▸ **Dataset rows**
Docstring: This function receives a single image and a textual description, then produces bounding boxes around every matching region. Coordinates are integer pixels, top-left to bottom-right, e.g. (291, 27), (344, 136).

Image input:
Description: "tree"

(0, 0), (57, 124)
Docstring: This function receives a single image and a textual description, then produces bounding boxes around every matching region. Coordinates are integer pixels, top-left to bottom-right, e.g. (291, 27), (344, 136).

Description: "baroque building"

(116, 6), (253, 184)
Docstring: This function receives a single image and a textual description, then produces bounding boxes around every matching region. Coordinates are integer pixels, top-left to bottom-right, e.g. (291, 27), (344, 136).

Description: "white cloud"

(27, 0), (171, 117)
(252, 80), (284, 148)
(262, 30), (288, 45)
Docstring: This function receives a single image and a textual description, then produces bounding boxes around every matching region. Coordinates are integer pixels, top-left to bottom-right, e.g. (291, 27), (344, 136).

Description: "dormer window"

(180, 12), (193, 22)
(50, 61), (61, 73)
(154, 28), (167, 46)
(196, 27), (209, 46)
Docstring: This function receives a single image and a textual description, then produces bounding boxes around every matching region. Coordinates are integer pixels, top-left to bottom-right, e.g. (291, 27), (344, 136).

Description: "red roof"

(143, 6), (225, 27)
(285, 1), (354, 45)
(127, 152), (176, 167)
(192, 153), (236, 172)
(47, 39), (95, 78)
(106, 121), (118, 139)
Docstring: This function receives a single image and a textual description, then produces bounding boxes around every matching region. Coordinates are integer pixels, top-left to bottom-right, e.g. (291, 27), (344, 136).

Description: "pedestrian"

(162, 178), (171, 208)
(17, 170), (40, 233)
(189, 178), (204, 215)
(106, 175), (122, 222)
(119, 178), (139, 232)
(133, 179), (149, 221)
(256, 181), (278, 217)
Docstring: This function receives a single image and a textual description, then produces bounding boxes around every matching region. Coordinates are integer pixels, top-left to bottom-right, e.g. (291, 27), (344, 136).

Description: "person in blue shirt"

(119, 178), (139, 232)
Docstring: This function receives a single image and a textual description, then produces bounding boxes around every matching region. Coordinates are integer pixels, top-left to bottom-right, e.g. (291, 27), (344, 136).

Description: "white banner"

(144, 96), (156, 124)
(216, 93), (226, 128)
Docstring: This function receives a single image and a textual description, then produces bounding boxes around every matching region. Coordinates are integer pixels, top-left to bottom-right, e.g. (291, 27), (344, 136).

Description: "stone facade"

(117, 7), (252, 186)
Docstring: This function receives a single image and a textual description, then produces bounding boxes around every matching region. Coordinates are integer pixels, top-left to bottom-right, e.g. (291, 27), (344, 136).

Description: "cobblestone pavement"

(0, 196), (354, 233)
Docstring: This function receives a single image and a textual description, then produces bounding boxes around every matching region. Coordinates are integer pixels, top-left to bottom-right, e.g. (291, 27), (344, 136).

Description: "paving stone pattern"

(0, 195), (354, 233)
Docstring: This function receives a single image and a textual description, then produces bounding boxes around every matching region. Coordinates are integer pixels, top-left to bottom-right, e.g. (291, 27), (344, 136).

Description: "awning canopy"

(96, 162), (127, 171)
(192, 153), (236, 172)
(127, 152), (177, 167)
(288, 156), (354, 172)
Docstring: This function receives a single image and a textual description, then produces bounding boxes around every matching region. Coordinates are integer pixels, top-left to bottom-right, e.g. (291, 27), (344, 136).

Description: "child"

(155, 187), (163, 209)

▸ **What you will do**
Copy every row above word for word, keeping each line and its order unchanged.

▸ **Task result**
Docstring: This function receives a single image and a textual description, then produces bounding boxes around every matching region. Coordinates are integer pixels, top-left to bottom-right, e.g. (291, 27), (344, 136).

Image input:
Description: "tree"

(0, 0), (57, 124)
Docstring: This function receives a single image and a textual description, then produces bounding boxes around every matching region. Coordinates are integer pixels, top-left to bottom-right, e.g. (291, 27), (344, 136).

Description: "baroque building"

(116, 6), (253, 184)
Docstring: This function receives a single image and a textual description, then produces bounding boxes around every matching region. Coordinates are integer pixels, top-left to bottom-right, e.g. (291, 27), (344, 136).

Description: "white cloud"

(27, 0), (171, 117)
(252, 80), (284, 148)
(262, 30), (288, 45)
Docstring: This function receives a single image and a textual description, then produces bounding boxes around every matching region. Coordinates are integer pixels, top-left to bottom-right, e.g. (291, 27), (344, 136).

Description: "dormer window"

(180, 12), (193, 22)
(50, 61), (61, 73)
(154, 28), (167, 46)
(196, 27), (209, 46)
Docstring: This function receives a single image and a textual description, then produces bounding boxes around every matching region. Coordinates are integer pixels, top-left to bottom-right, e.g. (291, 27), (344, 136).

Description: "red roof"

(143, 6), (225, 27)
(285, 1), (354, 45)
(127, 152), (176, 167)
(192, 153), (236, 172)
(47, 39), (95, 78)
(106, 121), (118, 139)
Docstring: This function receives a single image and a textual description, then produces bounding boxes around every matching region. Coordinates are integer pixels, top-left to bottom-right, e.g. (291, 27), (344, 136).

Description: "pedestrian"

(162, 178), (171, 208)
(17, 170), (40, 233)
(189, 178), (204, 215)
(106, 175), (122, 222)
(119, 178), (139, 232)
(133, 179), (149, 221)
(256, 181), (278, 217)
Docstring: This function receives a single image and a textual description, then produces bounding boxes around every matching region. Coordinates are integer pixels, top-left to bottom-right, e.g. (291, 27), (344, 136).

Description: "person in blue shirt"

(119, 178), (139, 232)
Docstring: This function receives a single image and a textual description, then produces bounding boxes around every matching region. Coordinates are integer pixels, top-left to bottom-right, e.g. (291, 27), (344, 136).

Description: "white banner"

(144, 96), (156, 124)
(216, 93), (226, 128)
Docstring: This function receives a single image and a textual description, then produces bounding boxes around every matching region. Coordinates are integer pixels, top-left to bottom-right, e.g. (291, 27), (344, 136).

Description: "stone facade"

(117, 7), (252, 186)
Docstring: This function receives a single image and a textual description, then produces bounding boxes around every matching region. Coordinates are integer pixels, top-left to bottom-right, e.g. (291, 27), (344, 136).

Description: "cobblestone pavement"

(0, 196), (354, 233)
Docstring: This function receives a single image and a textual description, then produces bounding boxes around every matching region. Coordinates are integer pixels, top-left to bottom-right, e.g. (291, 27), (344, 136).

Description: "paving stone pattern"

(0, 195), (354, 233)
Docstring: This function receives a single image and a textual description, then produces bounding boxes around every matching region. Coordinates are integer pixels, top-left to bottom-right, e.g. (291, 27), (344, 136).

Description: "awning canopy"

(96, 162), (127, 171)
(192, 153), (236, 172)
(127, 152), (177, 167)
(288, 156), (354, 172)
Docstring: This function receives a single image and a textual description, then produces bounding boxes around every matching region. Coordinates are integer pixels, top-left to bottom-right, e.g. (291, 27), (344, 136).

Description: "child"

(155, 187), (163, 209)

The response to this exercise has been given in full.